## Storage format 

- specific how the model is packaged and saved
- include the model, metadata of the model, hypreparameters and the model's version
- supports multiple storage formats - a directory of files, a single file format, python functions or container images

## Model signature

- specific the input, output data types and shapes that the model expects and returns.
- used by MLflow to generate REST API for the model
- defined using the python function annotations syntax
- store as part of the MLflow model and can be accessed by other MLflow components.

## Model API

- A REST API providing a standardized interface for interacting with model
- API supports both synchronous and asynchronous requests
- Can be used for real time inference or batch processing
- can be deployed to various environments cloud platforms, edge devices or on-premises servers

## Flavor

- refer to a specific way of serializing and storing a machine learning model
- each of the supported frameworks and libraries has an associated flavor in MLflow
- additional community-driven flavors and custom flavors

## Miscalleneous

- Provides functionality for evaluatingthe model using metrics such as accuracy, precision, recall, F1 score
- Provides tools to deploy MLflow models to various platforms
- Can set a custom target by specifying a custom deployment target along with the necessary code



---
## Model API

- save model
- log model
- load model


In [9]:
import warnings
import argparse
import logging
import pandas as pd
import numpy as np
from sklearn.metrics import mean_squared_error, mean_absolute_error, r2_score
from sklearn.model_selection import train_test_split
from sklearn.linear_model import ElasticNet
import mlflow
import mlflow.sklearn
from pathlib import Path
import os
from mlflow.models.signature import ModelSignature, infer_signature
from mlflow.types.schema import Schema, ColSpec
import sklearn
import joblib
import cloudpickle
from mlflow.models import make_metric
import matplotlib.pyplot as plt

## logging recorder

In [10]:
#process log tracking
logging.basicConfig(level=logging.DEBUG,
                    filename='./logfile.log',
                    filemode='w', # 'w' 表示寫模式, 'a' 表示追加模式, 'w' 表示如果文件已存在，先将其清空。如果你想在不清空现有日志的情况下向文件追加日志，可以使用 'a' 模式。
                    format='%(asctime)s - %(name)s - %(levelname)s - %(message)s')

logger = logging.getLogger(__name__)

______________________________

TASKS FOR THIS EXERCISE:
1 > Answer these from the MLflow notes:
(a) According to the "Model signature" section, what syntax is used to define a model signature?
(b) What two kinds of requests does the Model API support?
(c) What filename is passed to logging.basicConfig in the code?
2 > Duplicate the stretch of the MLflow notes from "- specific how" through "expects and returns.".
The listing after the MLflow notes is separate material.

SUPPLIED INFORMATION:
______________________________

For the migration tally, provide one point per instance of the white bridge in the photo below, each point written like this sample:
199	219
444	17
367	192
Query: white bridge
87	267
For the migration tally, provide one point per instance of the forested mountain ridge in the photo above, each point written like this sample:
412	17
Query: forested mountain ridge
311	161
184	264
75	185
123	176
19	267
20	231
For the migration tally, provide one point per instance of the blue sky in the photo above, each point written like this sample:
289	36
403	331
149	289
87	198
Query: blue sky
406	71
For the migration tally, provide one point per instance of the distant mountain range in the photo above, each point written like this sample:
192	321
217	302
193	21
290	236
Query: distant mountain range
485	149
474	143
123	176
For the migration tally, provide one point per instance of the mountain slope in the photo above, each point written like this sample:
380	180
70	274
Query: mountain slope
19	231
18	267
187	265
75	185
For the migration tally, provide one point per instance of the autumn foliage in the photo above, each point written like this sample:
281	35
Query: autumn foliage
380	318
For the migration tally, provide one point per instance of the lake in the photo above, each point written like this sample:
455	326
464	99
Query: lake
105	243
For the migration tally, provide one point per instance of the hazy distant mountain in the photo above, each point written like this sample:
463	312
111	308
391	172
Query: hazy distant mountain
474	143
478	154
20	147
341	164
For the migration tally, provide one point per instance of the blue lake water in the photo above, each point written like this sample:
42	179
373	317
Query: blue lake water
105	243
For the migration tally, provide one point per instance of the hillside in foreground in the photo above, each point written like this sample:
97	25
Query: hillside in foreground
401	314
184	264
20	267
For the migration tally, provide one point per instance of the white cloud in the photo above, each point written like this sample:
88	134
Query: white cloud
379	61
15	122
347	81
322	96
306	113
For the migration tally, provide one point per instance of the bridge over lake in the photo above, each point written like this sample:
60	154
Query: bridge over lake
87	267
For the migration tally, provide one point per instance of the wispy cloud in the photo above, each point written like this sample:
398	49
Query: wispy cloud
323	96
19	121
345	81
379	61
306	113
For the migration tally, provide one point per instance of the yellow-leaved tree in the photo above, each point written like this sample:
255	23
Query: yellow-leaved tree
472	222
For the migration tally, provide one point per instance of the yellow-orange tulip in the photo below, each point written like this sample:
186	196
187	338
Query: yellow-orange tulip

______________________________

ANSWER SET:
1 >
(a) The python function annotations syntax.
(b) Synchronous and asynchronous requests.
(c) './logfile.log'

2 >
- specific how the model is packaged and saved
- include the model, metadata of the model, hypreparameters and the model's version
- supports multiple storage formats - a directory of files, a single file format, python functions or container images

## Model signature

- specific the input, output data types and shapes that the model expects and returns.